**Excerpted text**.

###

The Year in Review, 2009 Edition

Two-thousand and ten is here, and twenty-oh-nine is past.  I’m hoping we get out a bunch this coming year, but, for now, a look back at the photos of the past.

1. Twin Falls State Park, 02/04/09.

2. Nisqually National Wildlife Refuge, 03/21/09.

3. Boulder River, 04/19/09.

4. Thunder Creek, 05/23/09-05/25/09.

5. Big Quilcene to Marmot Pass, 06/06/09-06/07/09.

6. Goat Lake, 06/13/09.

7. Navaho Peak, 06/28/09.

8. The Burroughs, 07/19/09.

9. Blanca Lake, 07/26/09.

10. Gothic Basin, 08/15/09-08/16/09.

11. Cascade Pass, 08/23/09.

12. Lower Ice Lake, 08/27/09-08/29/09.

13. Canadian Rockies Grand Tour, September 2009.

There it is!  Enchantments this year?  Better work on permits, then.  Scrambling and/or glacier travel classes?  Perhaps.

2009 stats: ~175 miles of hiking, ~30000′ or so of elevation gain, and ~1700 undeleted images.

Canadian Rockies Grand Tour, September 2009

I’ve wanted to go to the Canadian Rockies since I first laid eyes on them. Via photography. With steady jobs and paid vacation time accruing, we circled a week on the calendar this Spring, set about planning and purchasing, and crossed our fingers.

I monitored the weather anxiously, but in the end, we were blessed with beautiful conditions for the majority of our trip. This won’t be my normal trip report, just basics and photos. We had an amazing time!

Day 1, Saturday, 09/12/09:

~9 hour drive from Seattle to Mt. Robson Provincial Park, via Kamloops (where we stopped to change money and buy groceries). I’d planned on camping that night at either Robson River Campground or Robson Meadows Campground. The river campground was closed for the season, so we set up camp at Robson Meadows after not-quite-visiting the Visitor Centre, which closed at 17:00, just before we arrived. The view of Mt. Robson from the highway was Wow!-inducing. I ran over again to the Visitor Centre to catch the sun set on Mt. Robson’s West Face.

###

**Information provided**.

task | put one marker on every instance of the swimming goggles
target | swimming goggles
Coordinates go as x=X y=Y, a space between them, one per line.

###

**Tasks for this exercise**.
(a) Return the portion of the 2009 hiking review between "I monitored the" and "Robson’s West Face.", inclusive.
(b) Answer these questions using the 2009 hiking review:
(i) About how many miles of hiking does the review report for 2009?
(ii) Which campground was closed for the season on the first day of the Canadian Rockies trip?
(iii) At what time did the Mt. Robson Visitor Centre close?
(c) Extend the Canadian Rockies trip report, starting right after its final sentence.

**Answers to the exercises**.
(a)
I monitored the weather anxiously, but in the end, we were blessed with beautiful conditions for the majority of our trip. This won’t be my normal trip report, just basics and photos. We had an amazing time!

Day 1, Saturday, 09/12/09:

~9 hour drive from Seattle to Mt. Robson Provincial Park, via Kamloops (where we stopped to change money and buy groceries). I’d planned on camping that night at either Robson River Campground or Robson Meadows Campground. The river campground was closed for the season, so we set up camp at Robson Meadows after not-quite-visiting the Visitor Centre, which closed at 17:00, just before we arrived. The view of Mt. Robson from the highway was Wow!-inducing. I ran over again to the Visitor Centre to catch the sun set on Mt. Robson’s West Face.

(b)
(i) About 175 miles.
(ii) Robson River Campground.
(iii) 17:00.

(c)
Mt. Robson's summit at sunset.

Mt. Robson's summit at sunset.

Day 2, Sunday, 09/13/09:

Up early–but not that early since the earliest we could get our permits at the Visitor Centre was 08:00. After permits for two for two nights ($20) and watching most of an informational video, we were off.

We had 13 miles to go that day in order to make camp at Berg Lake. By far Nicole’s longest backpack (and rivaling our longest dayhikes) and just as long as my final day out of Lower Ice Lake. Our bags were relatively heavy, but the elevation gain (~2800′) was spread over such a distance that it wasn’t too terrible. Except on our climb from Whitehorn Campground past the waterfalls until Emperor Campground…

Once at Berg Lake, we found a secluded site and relaxed.

Nicole surveying upper Robson River as we approach Berg Lake.

Nicole surveying upper Robson River as we approach Berg Lake.

Day 3, Monday, 09/14/09:

I woke up early to take advantage of the clear skies, taking a dozen too many photos of Mt. Robson in the morning light. Our original plan was to hike to Snowbird Pass (~13 more miles) on this day. We toyed with the idea of doing a different, shorter loop, but decided on going up the trail to Snowbird Pass as far as we felt like it. Which ended up being about 8-9 miles, round trip. We didn’t make the pass, but the views of Robson and the Robson Glacier were outstanding.

Sunrise lights up the top of Mt. Robson, reflected.

Sunrise lights up the top of Mt. Robson, reflected.

Robson Glacier lake, en route to Snowbird Pass.

Robson Glacier lake, en route to Snowbird Pass.

Nicole, at bottom left, overlooks the massive Robson Glacier.

Nicole, at bottom left, overlooks the massive Robson Glacier.

Day 4, Tuesday, 09/15/09:

Not looking especially forward to 13 long miles out, but we made it, relishing every descending kilometer marker along the way. We’d thought about camping again after we made it out, but opted to check into the first hotel we found in Jasper. We did laundry, filled up our cooler with the hotel’s ice, and ate the best burgers ever.

A path of stones leads to Berg Lake.

A path of stones leads to Berg Lake.

Following upper Robson River.

Following upper Robson River.

Nicole, at right, descends into the Valley of a Thousand Falls.

Nicole, at right, descends into the Valley of a Thousand Falls.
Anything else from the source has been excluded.